## Extrait cité:
On résolut d'employer une partie de ces mandats à retirer les assignats. La planche des assignats fut brisée le 30 pluviôse an IV (19 février). 45 milliards 500 millions avaient été émis. Par les différentes rentrées, soit de l'emprunt, soit de l'arriéré, la quantité circulante avait été réduite à 36 milliards, et devait l'être bientôt à 24. Ces 24 milliards, en les réduisant au trentième, représentaient 800 millions: on décréta qu'ils seraient échangés contre 800 millions de mandats, ce qui était une liquidation de l'assignat au trentième de sa valeur nominale; 400 millions de mandats devaient être émis en outre pour le service public, et les 1,200 millions restans enfermés dans la caisse à trois clés, pour en sortir par décret, au fur et à mesure des besoins.

Cette création des mandats était une réimpression des assignats, avec un chiffre moindre, une autre dénomination, et une valeur déterminée par rapport aux biens. C'était comme si on eût créé, outre les 24 milliards devant rester en circulation, 48 autres milliards, ce qui aurait fait 72; c'était comme si on eût décidé que ces 72 milliards seraient reçus en paiement des biens, pour trente fois la valeur de 1790, ce qui supposait 2 milliards 400 millions de biens affectés en hypothèque. Ainsi, le chiffre était réduit, le rapport aux biens fixé, et le nom changé.

## Consignes:
[A] Recopiez mot pour mot, dans l'extrait sur les assignats, tout le passage qui va de « On résolut d'employer » jusqu'à « mesure des besoins. ».
[B] Répondez d'après l'extrait sur les assignats :
(i) À quelle date la planche des assignats fut-elle brisée ?
(ii) Quel montant d'assignats avait été émis en tout ?
(iii) Combien de millions de mandats devaient être émis pour le service public ?
[C] Poursuivez l'extrait sur les assignats et les mandats à partir de l'endroit où il s'arrête.
Ce travail se fait sans les enregistrements.

## Données enregistrées:
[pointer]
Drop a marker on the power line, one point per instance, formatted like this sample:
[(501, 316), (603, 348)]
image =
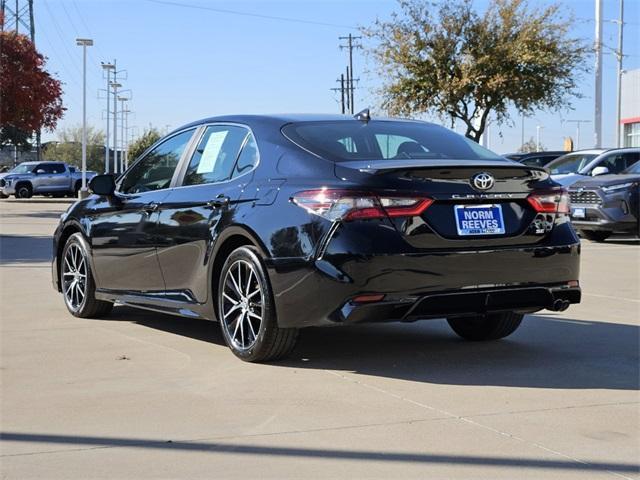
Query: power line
[(249, 14), (350, 86)]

## Corrigé:
[A]
On résolut d'employer une partie de ces mandats à retirer les assignats. La planche des assignats fut brisée le 30 pluviôse an IV (19 février). 45 milliards 500 millions avaient été émis. Par les différentes rentrées, soit de l'emprunt, soit de l'arriéré, la quantité circulante avait été réduite à 36 milliards, et devait l'être bientôt à 24. Ces 24 milliards, en les réduisant au trentième, représentaient 800 millions: on décréta qu'ils seraient échangés contre 800 millions de mandats, ce qui était une liquidation de l'assignat au trentième de sa valeur nominale; 400 millions de mandats devaient être émis en outre pour le service public, et les 1,200 millions restans enfermés dans la caisse à trois clés, pour en sortir par décret, au fur et à mesure des besoins.

[B]
(i) Le 30 pluviôse an IV (19 février).
(ii) 45 milliards 500 millions.
(iii) 400 millions.

[C]
Les mandats furent créés le 26 ventôse (16 mars). Les biens durent être mis sur-le-champ en vente, et délivrés aux porteurs de mandats sur simple procès-verbal. La moitié du prix devait être payée dans la première décade, le reste dans trois mois. Les forêts nationales étaient mises à part; et les 2 milliards 400 millions de biens étaient pris sur les biens de moins de trois cents arpens. Sur-le-champ on prit les mesures que nécessite l'adoption d'un papier-monnaie. Le mandat était la monnaie de la république, tout devait être payé en mandats. Les créances stipulées en numéraire, les baux, les fermages, les intérêts des capitaux, les impôts, excepté l'impôt arriéré, les rentes sur l'état, les pensions, les appointemens des fonctionnaires publics, durent être payés en mandats. Il y eut de grandes discussions sur la contribution foncière. Ceux qui prévoyaient que les mandats pourraient tomber comme l'assignat, voulaient que, pour assurer à l'état une rentrée certaine, on continuât de payer la contribution foncière en nature. On leur objecta les difficultés de la perception, et on décida qu'elle aurait lieu en mandats, ainsi que celle des douanes, des droits d'enregistrement, de timbre, des postes, etc. On ne s'en tint pas là; on crut devoir accompagner la création du nouveau papier des sévérités ordinaires qui accompagnent l'emploi des valeurs forcées; on déclara que l'or et l'argent ne seraient plus considérés comme marchandises, et qu'on ne pourrait plus vendre le papier contre l'or, ni l'or contre le papier. Après les expériences qu'on avait faites, cette mesure était misérable. On venait d'en prendre en même temps une autre qui ne l'était pas moins, et qui nuisit dans l'opinion au directoire: ce fut la clôture de la Bourse. Il aurait dû savoir que la clôture d'un marché public n'empêchait pas qu'il s'en établît des milliers ailleurs.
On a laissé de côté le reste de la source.